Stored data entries
Start

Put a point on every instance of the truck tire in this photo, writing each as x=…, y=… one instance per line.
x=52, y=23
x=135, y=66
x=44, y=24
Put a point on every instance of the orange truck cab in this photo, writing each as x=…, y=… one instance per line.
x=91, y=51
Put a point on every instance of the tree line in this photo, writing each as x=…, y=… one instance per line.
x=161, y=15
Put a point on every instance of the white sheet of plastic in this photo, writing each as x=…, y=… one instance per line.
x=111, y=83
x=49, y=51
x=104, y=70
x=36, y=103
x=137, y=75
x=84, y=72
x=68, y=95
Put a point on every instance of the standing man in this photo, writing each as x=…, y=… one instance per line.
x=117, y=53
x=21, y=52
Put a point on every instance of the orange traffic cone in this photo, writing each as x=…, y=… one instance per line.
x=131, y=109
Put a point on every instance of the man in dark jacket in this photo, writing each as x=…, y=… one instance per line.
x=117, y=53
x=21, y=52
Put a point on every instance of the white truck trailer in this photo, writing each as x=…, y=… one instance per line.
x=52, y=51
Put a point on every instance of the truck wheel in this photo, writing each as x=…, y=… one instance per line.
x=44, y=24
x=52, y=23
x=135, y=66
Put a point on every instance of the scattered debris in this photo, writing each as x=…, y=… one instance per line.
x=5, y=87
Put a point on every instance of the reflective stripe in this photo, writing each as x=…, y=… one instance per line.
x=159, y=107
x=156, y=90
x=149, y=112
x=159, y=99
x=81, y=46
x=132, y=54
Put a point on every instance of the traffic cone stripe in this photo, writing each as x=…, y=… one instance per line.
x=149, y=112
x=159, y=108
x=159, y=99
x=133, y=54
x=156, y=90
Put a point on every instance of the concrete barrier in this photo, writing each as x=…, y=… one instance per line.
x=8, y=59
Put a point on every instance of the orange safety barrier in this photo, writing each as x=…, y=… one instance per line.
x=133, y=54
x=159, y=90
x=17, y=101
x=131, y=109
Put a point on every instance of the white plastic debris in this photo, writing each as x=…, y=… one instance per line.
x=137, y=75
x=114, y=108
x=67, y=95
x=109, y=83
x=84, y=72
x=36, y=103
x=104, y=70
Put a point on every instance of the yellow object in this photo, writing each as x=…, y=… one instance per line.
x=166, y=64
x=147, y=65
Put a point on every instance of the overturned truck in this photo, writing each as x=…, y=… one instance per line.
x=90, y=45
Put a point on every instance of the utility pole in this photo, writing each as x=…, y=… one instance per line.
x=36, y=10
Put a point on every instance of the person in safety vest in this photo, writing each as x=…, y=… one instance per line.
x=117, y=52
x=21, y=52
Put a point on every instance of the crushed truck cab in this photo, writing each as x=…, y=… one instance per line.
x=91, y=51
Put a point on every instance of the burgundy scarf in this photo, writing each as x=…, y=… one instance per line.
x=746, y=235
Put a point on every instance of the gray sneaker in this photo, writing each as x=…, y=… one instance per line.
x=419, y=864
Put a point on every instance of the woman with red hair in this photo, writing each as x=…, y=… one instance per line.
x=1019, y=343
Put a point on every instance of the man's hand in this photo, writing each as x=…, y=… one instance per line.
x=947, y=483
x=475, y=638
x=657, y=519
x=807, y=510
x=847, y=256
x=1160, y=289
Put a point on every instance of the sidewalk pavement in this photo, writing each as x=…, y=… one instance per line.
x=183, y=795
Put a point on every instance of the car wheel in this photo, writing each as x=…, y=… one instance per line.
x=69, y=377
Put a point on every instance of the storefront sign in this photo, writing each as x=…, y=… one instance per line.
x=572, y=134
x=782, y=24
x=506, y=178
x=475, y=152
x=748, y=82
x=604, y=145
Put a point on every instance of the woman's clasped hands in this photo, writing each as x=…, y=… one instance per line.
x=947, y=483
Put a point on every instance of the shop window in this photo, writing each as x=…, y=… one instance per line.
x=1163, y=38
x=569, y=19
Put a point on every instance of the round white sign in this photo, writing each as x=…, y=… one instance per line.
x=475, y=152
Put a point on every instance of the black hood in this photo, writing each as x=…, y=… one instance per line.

End

WHAT YOU WILL DO => Format the records above as a Markdown table with two columns, "No." for the row number and "Line" for the line itself, leaving out any blank lines.

ANSWER FOR THE TASK =>
| No. | Line |
|---|---|
| 1 | Put a point on every instance of the truck tire in this photo, writing each as x=…, y=… one instance per line. |
| 2 | x=52, y=23 |
| 3 | x=135, y=66 |
| 4 | x=44, y=24 |
| 5 | Put a point on every instance of the orange truck cab in this photo, writing each as x=…, y=… one instance per line. |
| 6 | x=91, y=51 |
| 7 | Put a point on every instance of the tree line in this photo, writing each as x=…, y=… one instance per line. |
| 8 | x=161, y=15 |
| 9 | Put a point on every instance of the white sheet of plastic in this photo, writing each as x=…, y=… one instance per line. |
| 10 | x=111, y=83 |
| 11 | x=49, y=51 |
| 12 | x=104, y=70 |
| 13 | x=36, y=103 |
| 14 | x=137, y=75 |
| 15 | x=84, y=72 |
| 16 | x=68, y=95 |
| 17 | Put a point on every instance of the standing man in this photo, writing each as x=…, y=… one instance per line. |
| 18 | x=117, y=53 |
| 19 | x=21, y=52 |
| 20 | Put a point on every instance of the orange traffic cone in this photo, writing each as x=…, y=… one instance per line. |
| 21 | x=131, y=109 |
| 22 | Put a point on every instance of the man in dark jacket in this photo, writing each as x=…, y=… one instance per line. |
| 23 | x=117, y=53 |
| 24 | x=21, y=52 |
| 25 | Put a point on every instance of the white truck trailer in this photo, writing each as x=…, y=… one instance per line. |
| 26 | x=52, y=51 |
| 27 | Put a point on every instance of the truck wheel in this photo, writing each as x=…, y=… one instance per line. |
| 28 | x=44, y=24 |
| 29 | x=52, y=23 |
| 30 | x=135, y=66 |
| 31 | Put a point on every instance of the scattered debris in this photo, writing each as x=…, y=… one instance per line. |
| 32 | x=5, y=87 |
| 33 | Put a point on every instance of the reflective stripe in this photo, writing each as x=…, y=… one instance per line. |
| 34 | x=159, y=107 |
| 35 | x=156, y=90 |
| 36 | x=149, y=112 |
| 37 | x=159, y=99 |
| 38 | x=81, y=46 |
| 39 | x=132, y=54 |
| 40 | Put a point on every instance of the traffic cone stripe in this photo, writing each as x=…, y=… one instance per line. |
| 41 | x=149, y=112 |
| 42 | x=159, y=108 |
| 43 | x=159, y=99 |
| 44 | x=133, y=54 |
| 45 | x=156, y=90 |
| 46 | Put a point on every instance of the concrete barrier in this photo, writing each as x=…, y=… one instance per line. |
| 47 | x=8, y=59 |
| 48 | Put a point on every instance of the orange safety barrier in this photo, writing each as x=…, y=… one instance per line. |
| 49 | x=133, y=54 |
| 50 | x=159, y=90 |
| 51 | x=17, y=101 |
| 52 | x=131, y=109 |
| 53 | Put a point on every instance of the white plastic debris in this photo, writing each as x=…, y=… one instance per line. |
| 54 | x=137, y=75 |
| 55 | x=114, y=108 |
| 56 | x=67, y=95 |
| 57 | x=109, y=83 |
| 58 | x=84, y=72 |
| 59 | x=36, y=103 |
| 60 | x=104, y=70 |
| 61 | Put a point on every instance of the yellow object in this photo, writing each as x=…, y=… one instance per line. |
| 62 | x=166, y=64 |
| 63 | x=147, y=65 |
| 64 | Put a point on every instance of the overturned truck in this photo, writing each as x=…, y=… one instance per line. |
| 65 | x=90, y=45 |
| 66 | Put a point on every instance of the utility pole in this photo, writing each as x=…, y=… one instance per line. |
| 67 | x=36, y=10 |
| 68 | Put a point on every instance of the person in safety vest in this photo, writing each as x=…, y=… one instance per line. |
| 69 | x=117, y=52 |
| 70 | x=21, y=52 |
| 71 | Put a point on every instance of the crushed truck cab in this photo, writing each as x=…, y=… one instance per line. |
| 72 | x=91, y=51 |
| 73 | Put a point on every instance of the burgundy scarf in this photo, writing each as x=…, y=… one instance per line. |
| 74 | x=746, y=235 |
| 75 | Put a point on every instance of the gray sneaker in this photo, writing each as x=…, y=… one instance per line. |
| 76 | x=419, y=864 |
| 77 | Put a point on every instance of the woman with red hair in this photo, writing each as x=…, y=… one instance per line. |
| 78 | x=1019, y=343 |
| 79 | Put a point on every instance of the man's hand in this photo, writing each as x=…, y=… one instance per line. |
| 80 | x=947, y=483 |
| 81 | x=475, y=638 |
| 82 | x=657, y=519 |
| 83 | x=807, y=510 |
| 84 | x=847, y=256 |
| 85 | x=1160, y=289 |
| 86 | Put a point on every instance of the sidewalk pavement in this photo, writing each as x=…, y=… one instance per line. |
| 87 | x=183, y=795 |
| 88 | Put a point on every instance of the car wheel in this photo, writing each as x=…, y=… one instance per line. |
| 89 | x=69, y=377 |
| 90 | Put a point on every instance of the storefront sign in this photo, writing each as x=…, y=… one instance per line. |
| 91 | x=572, y=134 |
| 92 | x=782, y=24 |
| 93 | x=506, y=178 |
| 94 | x=475, y=152 |
| 95 | x=748, y=82 |
| 96 | x=604, y=145 |
| 97 | Put a point on every instance of the woman's clasped hands in this photo, writing each as x=…, y=… one instance per line. |
| 98 | x=947, y=483 |
| 99 | Put a point on every instance of the shop window in this photo, writing each as x=…, y=… one instance per line. |
| 100 | x=1163, y=38 |
| 101 | x=569, y=19 |
| 102 | Put a point on every instance of the round white sign in this photo, writing each as x=…, y=… one instance per line. |
| 103 | x=475, y=152 |
| 104 | Put a point on every instance of the black hood in this photo, writing each as x=…, y=… one instance per line. |